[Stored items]

══════════

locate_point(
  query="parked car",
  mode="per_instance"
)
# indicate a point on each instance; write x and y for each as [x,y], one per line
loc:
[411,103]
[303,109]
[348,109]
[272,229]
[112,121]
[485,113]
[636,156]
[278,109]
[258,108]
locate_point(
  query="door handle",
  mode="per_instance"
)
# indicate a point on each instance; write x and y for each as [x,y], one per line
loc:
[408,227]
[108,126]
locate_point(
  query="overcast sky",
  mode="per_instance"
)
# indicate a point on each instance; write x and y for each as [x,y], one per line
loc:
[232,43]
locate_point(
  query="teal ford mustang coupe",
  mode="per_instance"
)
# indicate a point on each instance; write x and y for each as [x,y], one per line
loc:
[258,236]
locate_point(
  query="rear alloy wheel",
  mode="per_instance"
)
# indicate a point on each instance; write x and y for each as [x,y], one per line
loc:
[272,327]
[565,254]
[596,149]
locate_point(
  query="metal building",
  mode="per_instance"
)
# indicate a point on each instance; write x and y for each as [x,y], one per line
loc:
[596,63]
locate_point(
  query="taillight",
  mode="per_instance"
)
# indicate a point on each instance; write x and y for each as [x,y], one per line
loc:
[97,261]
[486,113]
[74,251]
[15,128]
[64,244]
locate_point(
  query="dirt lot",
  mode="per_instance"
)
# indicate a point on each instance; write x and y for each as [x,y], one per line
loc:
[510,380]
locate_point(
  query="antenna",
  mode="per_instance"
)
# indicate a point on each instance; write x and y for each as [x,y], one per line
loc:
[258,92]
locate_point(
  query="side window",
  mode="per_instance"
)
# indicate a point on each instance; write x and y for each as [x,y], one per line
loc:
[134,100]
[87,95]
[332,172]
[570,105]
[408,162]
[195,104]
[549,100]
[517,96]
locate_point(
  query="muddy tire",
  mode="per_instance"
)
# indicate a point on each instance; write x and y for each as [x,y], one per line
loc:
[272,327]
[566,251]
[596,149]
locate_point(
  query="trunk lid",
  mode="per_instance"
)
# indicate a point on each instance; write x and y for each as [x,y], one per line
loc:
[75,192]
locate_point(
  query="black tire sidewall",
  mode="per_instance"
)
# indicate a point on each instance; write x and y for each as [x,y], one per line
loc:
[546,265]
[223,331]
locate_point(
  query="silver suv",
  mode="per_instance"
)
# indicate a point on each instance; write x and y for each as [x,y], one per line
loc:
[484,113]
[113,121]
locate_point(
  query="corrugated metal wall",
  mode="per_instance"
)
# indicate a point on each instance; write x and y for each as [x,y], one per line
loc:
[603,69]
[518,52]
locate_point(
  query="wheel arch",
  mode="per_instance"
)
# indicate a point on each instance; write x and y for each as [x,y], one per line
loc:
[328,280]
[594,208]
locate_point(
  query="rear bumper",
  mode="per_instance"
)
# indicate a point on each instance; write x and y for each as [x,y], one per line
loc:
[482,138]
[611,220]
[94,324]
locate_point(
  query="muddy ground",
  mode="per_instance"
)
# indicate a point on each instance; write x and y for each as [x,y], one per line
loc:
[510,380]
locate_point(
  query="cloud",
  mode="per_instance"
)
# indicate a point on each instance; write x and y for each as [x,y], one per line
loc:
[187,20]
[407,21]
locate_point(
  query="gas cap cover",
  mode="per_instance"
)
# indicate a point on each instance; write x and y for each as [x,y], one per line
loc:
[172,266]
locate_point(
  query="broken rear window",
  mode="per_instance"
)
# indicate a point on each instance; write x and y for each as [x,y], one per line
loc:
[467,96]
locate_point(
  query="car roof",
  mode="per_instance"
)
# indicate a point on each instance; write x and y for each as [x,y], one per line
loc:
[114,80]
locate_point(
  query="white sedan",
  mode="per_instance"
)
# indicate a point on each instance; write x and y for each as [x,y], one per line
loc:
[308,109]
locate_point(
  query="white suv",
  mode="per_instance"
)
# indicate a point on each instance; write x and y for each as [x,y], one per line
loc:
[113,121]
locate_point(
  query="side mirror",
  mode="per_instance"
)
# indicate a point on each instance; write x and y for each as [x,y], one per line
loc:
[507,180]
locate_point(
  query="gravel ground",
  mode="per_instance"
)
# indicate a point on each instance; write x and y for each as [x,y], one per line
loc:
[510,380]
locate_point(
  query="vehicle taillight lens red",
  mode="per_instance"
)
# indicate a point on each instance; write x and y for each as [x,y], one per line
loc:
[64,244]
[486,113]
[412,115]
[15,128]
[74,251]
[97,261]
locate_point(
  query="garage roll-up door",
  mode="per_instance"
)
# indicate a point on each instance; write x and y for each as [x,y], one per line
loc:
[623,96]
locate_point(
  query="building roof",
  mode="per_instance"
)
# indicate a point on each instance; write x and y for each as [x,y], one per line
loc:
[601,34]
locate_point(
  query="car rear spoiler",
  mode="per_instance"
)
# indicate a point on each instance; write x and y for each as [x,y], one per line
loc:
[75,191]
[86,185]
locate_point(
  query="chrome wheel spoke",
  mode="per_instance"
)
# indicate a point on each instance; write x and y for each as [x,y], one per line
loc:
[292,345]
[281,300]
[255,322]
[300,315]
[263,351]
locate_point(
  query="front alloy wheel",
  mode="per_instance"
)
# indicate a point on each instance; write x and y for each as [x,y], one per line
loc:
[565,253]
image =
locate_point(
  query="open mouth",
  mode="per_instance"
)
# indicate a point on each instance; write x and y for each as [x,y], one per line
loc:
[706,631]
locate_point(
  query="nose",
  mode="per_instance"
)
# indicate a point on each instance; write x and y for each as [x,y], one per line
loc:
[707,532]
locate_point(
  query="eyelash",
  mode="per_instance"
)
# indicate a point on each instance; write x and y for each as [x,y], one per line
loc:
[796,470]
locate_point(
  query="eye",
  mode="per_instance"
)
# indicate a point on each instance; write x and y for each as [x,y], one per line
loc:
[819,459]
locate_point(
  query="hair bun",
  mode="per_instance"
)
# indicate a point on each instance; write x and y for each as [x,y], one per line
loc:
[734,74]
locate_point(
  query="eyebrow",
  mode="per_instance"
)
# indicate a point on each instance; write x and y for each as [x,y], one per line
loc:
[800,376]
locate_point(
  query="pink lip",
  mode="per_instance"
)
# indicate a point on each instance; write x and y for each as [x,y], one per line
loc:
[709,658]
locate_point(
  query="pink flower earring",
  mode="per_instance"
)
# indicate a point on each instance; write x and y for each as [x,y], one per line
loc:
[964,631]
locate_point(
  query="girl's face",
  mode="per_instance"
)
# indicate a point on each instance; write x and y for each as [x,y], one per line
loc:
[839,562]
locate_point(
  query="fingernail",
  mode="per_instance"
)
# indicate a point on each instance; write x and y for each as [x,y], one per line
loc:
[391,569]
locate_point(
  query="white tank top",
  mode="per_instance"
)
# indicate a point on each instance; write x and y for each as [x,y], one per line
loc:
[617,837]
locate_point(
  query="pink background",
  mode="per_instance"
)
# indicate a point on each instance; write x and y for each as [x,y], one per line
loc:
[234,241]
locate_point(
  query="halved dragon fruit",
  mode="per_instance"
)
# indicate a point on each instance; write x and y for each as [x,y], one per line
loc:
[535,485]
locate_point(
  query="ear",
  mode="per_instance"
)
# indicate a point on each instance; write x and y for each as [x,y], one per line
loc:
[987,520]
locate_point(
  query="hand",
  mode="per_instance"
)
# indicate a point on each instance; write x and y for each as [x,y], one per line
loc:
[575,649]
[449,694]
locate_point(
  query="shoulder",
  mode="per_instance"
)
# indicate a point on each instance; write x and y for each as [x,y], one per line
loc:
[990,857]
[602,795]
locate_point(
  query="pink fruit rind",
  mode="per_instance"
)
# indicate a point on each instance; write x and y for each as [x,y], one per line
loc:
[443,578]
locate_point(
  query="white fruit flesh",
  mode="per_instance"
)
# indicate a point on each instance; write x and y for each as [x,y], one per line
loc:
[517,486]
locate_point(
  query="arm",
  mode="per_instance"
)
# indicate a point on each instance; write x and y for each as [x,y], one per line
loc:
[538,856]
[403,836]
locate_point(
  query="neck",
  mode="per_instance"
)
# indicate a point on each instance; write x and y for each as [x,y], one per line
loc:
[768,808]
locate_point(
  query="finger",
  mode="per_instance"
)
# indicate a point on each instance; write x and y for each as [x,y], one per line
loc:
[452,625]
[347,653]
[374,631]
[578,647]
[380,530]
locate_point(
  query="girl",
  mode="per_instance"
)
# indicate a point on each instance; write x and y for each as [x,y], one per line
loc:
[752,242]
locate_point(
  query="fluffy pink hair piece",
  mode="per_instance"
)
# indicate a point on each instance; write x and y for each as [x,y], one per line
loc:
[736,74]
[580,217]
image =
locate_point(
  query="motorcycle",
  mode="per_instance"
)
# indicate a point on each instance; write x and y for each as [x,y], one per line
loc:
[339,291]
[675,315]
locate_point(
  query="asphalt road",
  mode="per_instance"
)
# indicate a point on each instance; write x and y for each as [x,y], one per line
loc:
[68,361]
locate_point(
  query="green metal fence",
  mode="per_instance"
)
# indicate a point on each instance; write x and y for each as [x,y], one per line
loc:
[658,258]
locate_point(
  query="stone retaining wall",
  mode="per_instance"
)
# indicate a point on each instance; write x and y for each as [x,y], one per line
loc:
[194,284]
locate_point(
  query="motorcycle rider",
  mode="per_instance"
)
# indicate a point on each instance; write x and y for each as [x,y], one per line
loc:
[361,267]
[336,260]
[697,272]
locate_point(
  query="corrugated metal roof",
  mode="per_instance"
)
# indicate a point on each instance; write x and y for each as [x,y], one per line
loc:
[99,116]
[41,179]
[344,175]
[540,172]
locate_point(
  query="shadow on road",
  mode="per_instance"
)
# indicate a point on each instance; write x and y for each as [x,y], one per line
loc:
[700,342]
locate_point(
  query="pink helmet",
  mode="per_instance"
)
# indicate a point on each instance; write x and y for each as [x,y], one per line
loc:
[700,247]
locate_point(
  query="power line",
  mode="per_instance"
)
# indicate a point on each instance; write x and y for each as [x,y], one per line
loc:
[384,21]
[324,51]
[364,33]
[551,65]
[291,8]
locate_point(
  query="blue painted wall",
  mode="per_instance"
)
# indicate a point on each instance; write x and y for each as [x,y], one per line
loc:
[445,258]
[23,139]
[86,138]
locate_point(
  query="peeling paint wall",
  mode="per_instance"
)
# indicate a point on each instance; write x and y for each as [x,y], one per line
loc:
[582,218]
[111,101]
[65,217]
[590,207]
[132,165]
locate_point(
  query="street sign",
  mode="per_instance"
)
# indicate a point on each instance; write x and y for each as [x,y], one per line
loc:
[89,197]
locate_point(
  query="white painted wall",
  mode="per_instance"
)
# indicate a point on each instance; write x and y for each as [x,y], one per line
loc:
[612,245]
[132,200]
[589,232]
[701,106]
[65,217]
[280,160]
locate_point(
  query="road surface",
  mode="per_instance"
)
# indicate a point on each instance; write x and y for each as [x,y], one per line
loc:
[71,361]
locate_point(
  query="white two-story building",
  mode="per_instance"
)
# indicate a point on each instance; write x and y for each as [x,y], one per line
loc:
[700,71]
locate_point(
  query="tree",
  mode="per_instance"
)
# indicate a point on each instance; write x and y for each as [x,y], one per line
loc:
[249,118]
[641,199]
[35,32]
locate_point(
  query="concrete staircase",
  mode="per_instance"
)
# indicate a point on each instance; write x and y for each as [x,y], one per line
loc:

══════════

Gather every line of the records that contains the word "muddy" and copy each one out.

  query="muddy tire",
  query="muddy ground",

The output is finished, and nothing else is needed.